Rows from a pointing dataset:
--

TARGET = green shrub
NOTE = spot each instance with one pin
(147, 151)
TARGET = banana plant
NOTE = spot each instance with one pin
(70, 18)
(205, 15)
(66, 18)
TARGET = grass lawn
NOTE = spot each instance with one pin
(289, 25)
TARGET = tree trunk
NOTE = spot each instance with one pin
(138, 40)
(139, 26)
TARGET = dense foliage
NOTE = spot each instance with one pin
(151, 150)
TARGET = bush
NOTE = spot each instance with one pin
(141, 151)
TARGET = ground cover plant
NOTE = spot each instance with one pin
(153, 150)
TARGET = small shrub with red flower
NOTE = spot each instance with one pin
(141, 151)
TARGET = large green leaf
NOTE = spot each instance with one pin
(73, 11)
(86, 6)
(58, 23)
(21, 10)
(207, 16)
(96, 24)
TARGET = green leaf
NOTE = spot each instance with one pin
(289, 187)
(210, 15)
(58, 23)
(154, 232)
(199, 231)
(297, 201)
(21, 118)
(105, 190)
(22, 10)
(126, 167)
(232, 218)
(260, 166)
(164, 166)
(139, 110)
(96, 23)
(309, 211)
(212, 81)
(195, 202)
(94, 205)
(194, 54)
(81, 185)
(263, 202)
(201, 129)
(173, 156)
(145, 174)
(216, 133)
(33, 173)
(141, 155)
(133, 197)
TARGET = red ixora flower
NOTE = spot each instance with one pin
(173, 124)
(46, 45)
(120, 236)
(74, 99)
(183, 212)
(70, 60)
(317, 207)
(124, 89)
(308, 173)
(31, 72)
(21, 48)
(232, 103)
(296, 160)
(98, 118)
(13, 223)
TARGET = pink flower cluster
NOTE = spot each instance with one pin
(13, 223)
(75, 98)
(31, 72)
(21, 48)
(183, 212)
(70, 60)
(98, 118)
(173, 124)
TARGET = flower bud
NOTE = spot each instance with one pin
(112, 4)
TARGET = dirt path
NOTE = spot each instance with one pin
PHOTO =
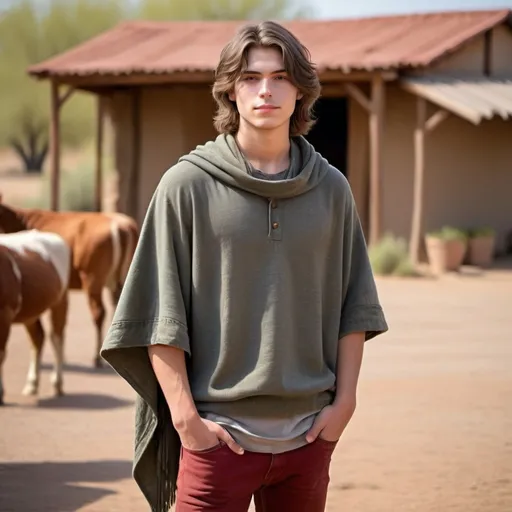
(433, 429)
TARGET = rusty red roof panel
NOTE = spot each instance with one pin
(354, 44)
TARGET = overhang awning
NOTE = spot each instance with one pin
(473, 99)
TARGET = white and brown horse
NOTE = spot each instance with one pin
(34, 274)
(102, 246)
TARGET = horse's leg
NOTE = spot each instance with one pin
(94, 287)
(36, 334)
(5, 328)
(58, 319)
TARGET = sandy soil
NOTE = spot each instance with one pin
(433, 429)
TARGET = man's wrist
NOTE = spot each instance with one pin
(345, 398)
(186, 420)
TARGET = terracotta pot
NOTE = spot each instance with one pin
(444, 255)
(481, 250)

--

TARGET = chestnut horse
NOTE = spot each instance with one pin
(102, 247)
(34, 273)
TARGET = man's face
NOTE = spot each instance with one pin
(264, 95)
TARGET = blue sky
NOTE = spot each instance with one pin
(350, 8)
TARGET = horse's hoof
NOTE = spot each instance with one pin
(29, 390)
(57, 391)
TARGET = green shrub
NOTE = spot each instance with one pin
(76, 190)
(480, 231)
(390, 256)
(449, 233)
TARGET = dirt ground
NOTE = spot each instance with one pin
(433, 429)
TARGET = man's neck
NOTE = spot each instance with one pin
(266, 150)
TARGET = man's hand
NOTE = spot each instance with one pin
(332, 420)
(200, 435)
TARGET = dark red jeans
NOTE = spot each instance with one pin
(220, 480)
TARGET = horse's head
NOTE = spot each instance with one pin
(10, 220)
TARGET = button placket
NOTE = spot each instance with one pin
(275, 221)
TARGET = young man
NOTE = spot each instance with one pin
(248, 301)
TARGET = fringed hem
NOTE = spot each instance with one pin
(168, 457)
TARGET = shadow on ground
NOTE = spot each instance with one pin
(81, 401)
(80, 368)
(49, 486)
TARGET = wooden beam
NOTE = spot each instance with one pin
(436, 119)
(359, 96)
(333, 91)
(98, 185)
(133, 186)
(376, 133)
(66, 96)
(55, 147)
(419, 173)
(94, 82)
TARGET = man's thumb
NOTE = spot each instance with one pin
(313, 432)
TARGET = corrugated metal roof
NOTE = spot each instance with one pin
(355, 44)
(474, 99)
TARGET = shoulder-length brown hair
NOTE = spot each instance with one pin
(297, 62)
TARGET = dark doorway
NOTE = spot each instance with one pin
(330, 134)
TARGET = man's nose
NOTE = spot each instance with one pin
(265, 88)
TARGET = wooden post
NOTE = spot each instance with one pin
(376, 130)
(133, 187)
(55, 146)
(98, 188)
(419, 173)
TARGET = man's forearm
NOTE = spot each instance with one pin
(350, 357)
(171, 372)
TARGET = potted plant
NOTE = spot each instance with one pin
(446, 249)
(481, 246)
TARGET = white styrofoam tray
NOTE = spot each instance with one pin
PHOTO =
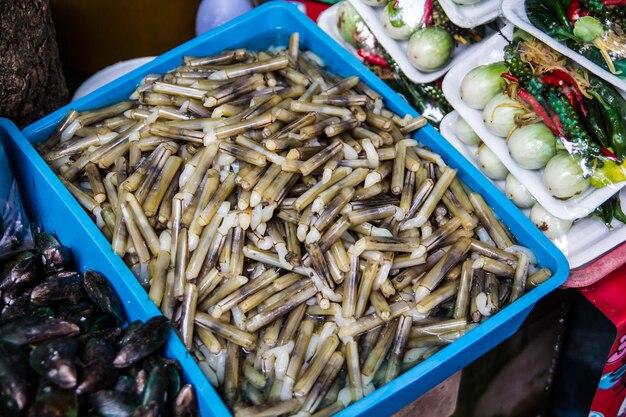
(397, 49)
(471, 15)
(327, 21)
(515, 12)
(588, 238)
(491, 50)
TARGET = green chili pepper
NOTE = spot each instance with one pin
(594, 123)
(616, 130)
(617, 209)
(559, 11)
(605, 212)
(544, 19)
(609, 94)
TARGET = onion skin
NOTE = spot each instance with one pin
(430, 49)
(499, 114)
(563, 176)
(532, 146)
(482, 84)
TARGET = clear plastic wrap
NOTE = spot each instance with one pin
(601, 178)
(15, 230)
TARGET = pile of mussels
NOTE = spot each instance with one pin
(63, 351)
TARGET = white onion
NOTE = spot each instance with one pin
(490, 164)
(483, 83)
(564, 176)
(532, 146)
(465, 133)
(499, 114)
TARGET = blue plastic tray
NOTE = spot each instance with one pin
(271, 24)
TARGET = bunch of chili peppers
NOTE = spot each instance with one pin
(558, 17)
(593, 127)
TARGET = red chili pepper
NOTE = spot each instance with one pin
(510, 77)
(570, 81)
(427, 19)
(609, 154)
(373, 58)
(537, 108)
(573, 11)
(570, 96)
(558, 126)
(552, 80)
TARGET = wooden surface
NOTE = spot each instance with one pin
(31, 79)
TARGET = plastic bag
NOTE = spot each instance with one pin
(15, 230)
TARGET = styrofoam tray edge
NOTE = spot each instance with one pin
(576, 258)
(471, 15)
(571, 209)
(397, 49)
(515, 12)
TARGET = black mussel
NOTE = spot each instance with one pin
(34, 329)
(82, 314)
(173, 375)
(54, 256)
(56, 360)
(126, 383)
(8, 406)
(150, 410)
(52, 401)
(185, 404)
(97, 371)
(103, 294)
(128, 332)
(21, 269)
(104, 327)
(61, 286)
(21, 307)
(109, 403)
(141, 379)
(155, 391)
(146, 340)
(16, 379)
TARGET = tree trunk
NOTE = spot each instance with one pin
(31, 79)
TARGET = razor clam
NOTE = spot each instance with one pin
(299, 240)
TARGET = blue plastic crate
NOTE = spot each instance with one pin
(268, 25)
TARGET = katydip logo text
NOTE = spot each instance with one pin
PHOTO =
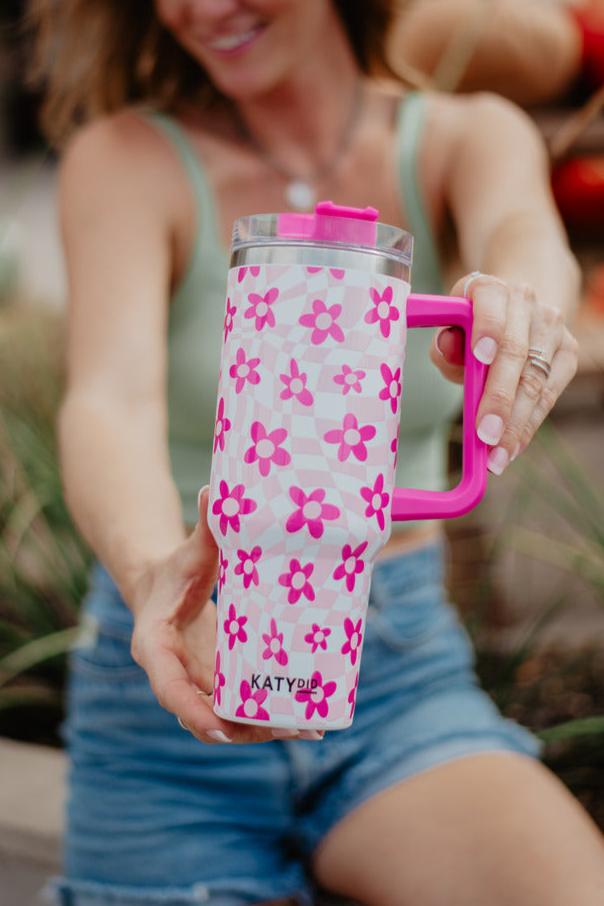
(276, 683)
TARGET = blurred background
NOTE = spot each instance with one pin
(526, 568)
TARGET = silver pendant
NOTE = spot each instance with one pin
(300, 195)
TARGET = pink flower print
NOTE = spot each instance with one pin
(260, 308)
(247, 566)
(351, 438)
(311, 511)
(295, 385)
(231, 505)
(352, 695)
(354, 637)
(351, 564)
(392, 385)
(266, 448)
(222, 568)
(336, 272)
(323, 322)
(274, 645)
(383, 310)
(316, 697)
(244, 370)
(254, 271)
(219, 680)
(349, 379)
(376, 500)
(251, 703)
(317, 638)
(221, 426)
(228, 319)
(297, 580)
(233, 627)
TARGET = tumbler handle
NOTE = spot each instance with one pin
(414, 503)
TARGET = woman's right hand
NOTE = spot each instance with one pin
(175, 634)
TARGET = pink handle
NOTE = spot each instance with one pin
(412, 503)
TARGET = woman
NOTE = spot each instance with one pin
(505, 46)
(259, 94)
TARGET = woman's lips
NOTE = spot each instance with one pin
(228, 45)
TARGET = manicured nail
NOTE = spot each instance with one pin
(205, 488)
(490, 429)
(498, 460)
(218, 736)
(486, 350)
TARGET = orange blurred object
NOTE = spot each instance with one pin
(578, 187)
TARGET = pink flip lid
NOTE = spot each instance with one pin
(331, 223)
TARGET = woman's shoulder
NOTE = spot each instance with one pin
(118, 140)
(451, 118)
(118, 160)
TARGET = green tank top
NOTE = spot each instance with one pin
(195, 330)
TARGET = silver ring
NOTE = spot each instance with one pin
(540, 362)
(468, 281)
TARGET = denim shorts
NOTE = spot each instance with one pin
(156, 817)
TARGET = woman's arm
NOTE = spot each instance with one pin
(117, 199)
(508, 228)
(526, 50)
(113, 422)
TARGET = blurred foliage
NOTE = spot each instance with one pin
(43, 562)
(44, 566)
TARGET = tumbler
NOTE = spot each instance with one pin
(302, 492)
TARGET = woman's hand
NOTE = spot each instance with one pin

--

§ Challenge: List every line of the items above that contains the word "silver". Case counts.

§ Reply:
TARGET = silver pendant
TARGET = silver ring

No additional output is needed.